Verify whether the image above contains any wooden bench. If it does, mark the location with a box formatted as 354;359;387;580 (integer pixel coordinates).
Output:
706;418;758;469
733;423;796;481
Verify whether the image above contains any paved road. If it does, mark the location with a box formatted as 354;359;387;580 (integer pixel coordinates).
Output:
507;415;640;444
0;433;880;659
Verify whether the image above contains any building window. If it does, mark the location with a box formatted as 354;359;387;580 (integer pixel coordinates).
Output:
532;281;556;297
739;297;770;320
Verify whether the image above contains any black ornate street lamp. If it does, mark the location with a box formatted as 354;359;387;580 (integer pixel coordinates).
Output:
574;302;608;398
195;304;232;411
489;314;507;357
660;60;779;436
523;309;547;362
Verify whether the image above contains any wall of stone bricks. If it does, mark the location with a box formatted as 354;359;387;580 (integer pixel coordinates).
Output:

=======

What the task asks: Reproduce every one of the entries above word for word, with no changes.

Result of the task:
Verify whether the image above contains any wooden bench. If it does, mark the location with a box formatted as 354;359;387;580 (integer pixel coordinates).
Output:
706;418;758;469
733;423;796;481
Verify whether the image above contains any paved road. If it does, mark the location with a box formatted as 354;359;387;580 (integer pixel coordinates).
Output:
507;415;640;444
0;433;880;659
Verify whether the image above contains any building window. If it does, mark the location with a box formatted as 354;359;387;580 (integer pixel coordinates).
Output:
532;281;556;297
739;297;770;320
Verify whether the image above contains any black ornate street lamp. If it does, mark the location with a box formatted as 354;359;387;580 (integer pixel coordinates).
Output:
574;302;608;398
195;304;232;411
489;314;507;357
660;60;779;436
523;309;547;362
Verify whether the image above contains any wall of stone bricks. If it does, mark the location with a box formatted as 354;359;387;580 (integer pixel coordinates).
Output:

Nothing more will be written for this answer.